(Stored records)
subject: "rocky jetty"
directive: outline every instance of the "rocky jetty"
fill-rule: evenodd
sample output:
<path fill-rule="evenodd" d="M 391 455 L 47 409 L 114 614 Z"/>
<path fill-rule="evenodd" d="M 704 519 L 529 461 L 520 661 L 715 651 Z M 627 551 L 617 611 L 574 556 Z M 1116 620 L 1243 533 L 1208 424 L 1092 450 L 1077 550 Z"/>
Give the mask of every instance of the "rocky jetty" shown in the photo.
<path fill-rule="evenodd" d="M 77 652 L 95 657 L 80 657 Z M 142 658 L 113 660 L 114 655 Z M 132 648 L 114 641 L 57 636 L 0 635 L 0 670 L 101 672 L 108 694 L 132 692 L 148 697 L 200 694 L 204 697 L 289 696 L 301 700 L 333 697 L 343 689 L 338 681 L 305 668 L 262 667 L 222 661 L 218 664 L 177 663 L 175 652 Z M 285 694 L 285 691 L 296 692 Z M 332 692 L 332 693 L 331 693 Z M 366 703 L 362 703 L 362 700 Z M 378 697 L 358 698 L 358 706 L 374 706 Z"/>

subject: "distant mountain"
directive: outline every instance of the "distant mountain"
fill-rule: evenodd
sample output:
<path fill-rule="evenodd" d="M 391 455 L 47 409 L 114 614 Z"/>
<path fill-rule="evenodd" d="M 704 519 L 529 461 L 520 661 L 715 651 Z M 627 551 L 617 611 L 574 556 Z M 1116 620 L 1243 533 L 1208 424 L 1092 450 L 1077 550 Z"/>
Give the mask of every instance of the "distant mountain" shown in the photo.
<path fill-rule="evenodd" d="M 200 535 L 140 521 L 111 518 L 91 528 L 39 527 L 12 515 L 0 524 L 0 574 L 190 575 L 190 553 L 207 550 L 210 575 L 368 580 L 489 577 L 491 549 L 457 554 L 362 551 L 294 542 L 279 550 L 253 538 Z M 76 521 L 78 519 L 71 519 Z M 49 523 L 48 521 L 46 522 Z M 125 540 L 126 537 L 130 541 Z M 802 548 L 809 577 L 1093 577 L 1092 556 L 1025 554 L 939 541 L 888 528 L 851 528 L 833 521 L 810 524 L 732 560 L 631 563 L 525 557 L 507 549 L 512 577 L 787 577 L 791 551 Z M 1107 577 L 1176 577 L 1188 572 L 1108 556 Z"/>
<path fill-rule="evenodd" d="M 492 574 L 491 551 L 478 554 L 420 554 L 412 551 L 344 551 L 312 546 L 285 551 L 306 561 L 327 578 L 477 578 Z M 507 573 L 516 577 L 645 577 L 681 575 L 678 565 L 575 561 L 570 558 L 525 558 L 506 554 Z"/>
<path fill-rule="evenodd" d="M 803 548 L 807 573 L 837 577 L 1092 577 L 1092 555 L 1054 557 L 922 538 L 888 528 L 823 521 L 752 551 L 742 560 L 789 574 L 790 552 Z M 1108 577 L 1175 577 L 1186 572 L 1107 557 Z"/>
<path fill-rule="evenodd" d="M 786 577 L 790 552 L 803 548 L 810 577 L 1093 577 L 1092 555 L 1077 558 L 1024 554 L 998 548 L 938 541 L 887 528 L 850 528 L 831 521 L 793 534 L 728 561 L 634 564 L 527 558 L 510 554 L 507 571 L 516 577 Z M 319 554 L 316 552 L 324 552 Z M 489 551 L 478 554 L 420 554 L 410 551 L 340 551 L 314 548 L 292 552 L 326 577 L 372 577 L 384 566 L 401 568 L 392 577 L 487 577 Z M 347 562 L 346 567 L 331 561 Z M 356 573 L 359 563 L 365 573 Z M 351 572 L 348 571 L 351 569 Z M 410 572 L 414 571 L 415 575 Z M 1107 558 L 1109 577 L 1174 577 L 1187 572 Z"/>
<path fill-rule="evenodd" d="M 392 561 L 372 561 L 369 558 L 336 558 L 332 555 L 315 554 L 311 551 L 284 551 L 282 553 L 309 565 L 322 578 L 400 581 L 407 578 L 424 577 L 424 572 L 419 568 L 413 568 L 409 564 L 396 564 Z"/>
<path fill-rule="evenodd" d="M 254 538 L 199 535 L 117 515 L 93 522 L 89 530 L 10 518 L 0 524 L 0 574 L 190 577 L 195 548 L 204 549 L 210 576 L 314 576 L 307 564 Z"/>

→ **WHAT YOU ARE ASKED TO DO**
The full set of records above is to be printed again verbatim.

→ **EXERCISE RESPONSE**
subject: "rocky jetty"
directive: outline every instance of the "rocky jetty"
fill-rule: evenodd
sample output:
<path fill-rule="evenodd" d="M 391 455 L 47 409 L 114 614 Z"/>
<path fill-rule="evenodd" d="M 704 519 L 529 461 L 520 661 L 715 651 Z M 627 551 L 617 611 L 574 556 Z M 1116 620 L 1243 533 L 1208 424 L 1092 450 L 1077 550 Z"/>
Give the mask of every instance of the "rocky jetty" shown in the photo.
<path fill-rule="evenodd" d="M 77 652 L 95 657 L 80 657 Z M 142 658 L 113 660 L 114 655 Z M 132 648 L 114 641 L 57 636 L 0 635 L 0 670 L 101 672 L 108 694 L 132 692 L 148 697 L 200 694 L 204 697 L 289 696 L 301 700 L 333 697 L 343 689 L 338 681 L 305 668 L 262 667 L 222 661 L 218 664 L 177 663 L 175 652 Z M 285 694 L 285 691 L 296 692 Z M 332 692 L 332 693 L 331 693 Z M 366 703 L 362 703 L 362 700 Z M 378 697 L 358 698 L 358 706 L 374 706 Z"/>

subject: "distant mountain"
directive: outline every instance of the "distant mountain"
fill-rule: evenodd
sample output:
<path fill-rule="evenodd" d="M 391 455 L 47 409 L 114 614 Z"/>
<path fill-rule="evenodd" d="M 704 519 L 529 461 L 520 661 L 715 651 Z M 627 551 L 617 611 L 574 556 Z M 1116 620 L 1243 533 L 1208 424 L 1092 450 L 1077 550 Z"/>
Give the mask of every instance of the "distant mountain" shown in the photo.
<path fill-rule="evenodd" d="M 200 535 L 140 521 L 111 518 L 91 528 L 39 527 L 12 515 L 0 524 L 0 574 L 190 575 L 190 553 L 207 550 L 210 575 L 368 580 L 489 577 L 491 549 L 457 554 L 362 551 L 294 542 L 279 550 L 253 538 Z M 76 521 L 78 519 L 71 519 Z M 49 523 L 48 521 L 46 522 Z M 125 540 L 126 537 L 130 541 Z M 802 548 L 809 577 L 1093 577 L 1092 556 L 1025 554 L 939 541 L 888 528 L 851 528 L 833 521 L 810 524 L 732 560 L 631 563 L 525 557 L 507 549 L 512 577 L 787 577 L 791 551 Z M 1107 577 L 1176 577 L 1188 572 L 1108 556 Z"/>
<path fill-rule="evenodd" d="M 492 574 L 491 551 L 478 554 L 420 554 L 412 551 L 344 551 L 312 546 L 285 551 L 306 561 L 327 578 L 477 578 Z M 507 573 L 516 577 L 645 577 L 681 575 L 678 565 L 575 561 L 570 558 L 525 558 L 506 554 Z"/>
<path fill-rule="evenodd" d="M 803 548 L 807 573 L 837 577 L 1092 577 L 1092 555 L 1054 557 L 922 538 L 888 528 L 823 521 L 752 551 L 742 560 L 789 574 L 790 552 Z M 1108 577 L 1175 577 L 1186 572 L 1107 557 Z"/>
<path fill-rule="evenodd" d="M 786 577 L 790 552 L 803 548 L 810 577 L 1093 577 L 1092 555 L 1077 558 L 1024 554 L 998 548 L 938 541 L 887 528 L 850 528 L 831 521 L 793 534 L 728 561 L 634 564 L 527 558 L 510 554 L 507 571 L 516 577 Z M 319 554 L 316 552 L 324 552 Z M 489 551 L 478 554 L 420 554 L 410 551 L 340 551 L 314 548 L 292 552 L 326 577 L 372 577 L 384 566 L 401 568 L 392 577 L 487 577 Z M 347 562 L 346 567 L 331 561 Z M 356 573 L 359 563 L 365 573 Z M 351 572 L 348 571 L 351 569 Z M 410 572 L 414 571 L 415 575 Z M 1107 558 L 1109 577 L 1174 577 L 1187 572 Z"/>
<path fill-rule="evenodd" d="M 392 561 L 372 561 L 369 558 L 336 558 L 332 555 L 315 554 L 311 551 L 284 551 L 282 553 L 309 565 L 322 578 L 400 581 L 407 578 L 424 577 L 424 572 L 419 568 L 413 568 L 409 564 L 396 564 Z"/>
<path fill-rule="evenodd" d="M 254 538 L 199 535 L 117 515 L 93 522 L 89 530 L 10 518 L 0 524 L 0 574 L 190 577 L 195 548 L 204 549 L 210 576 L 314 576 L 307 564 Z"/>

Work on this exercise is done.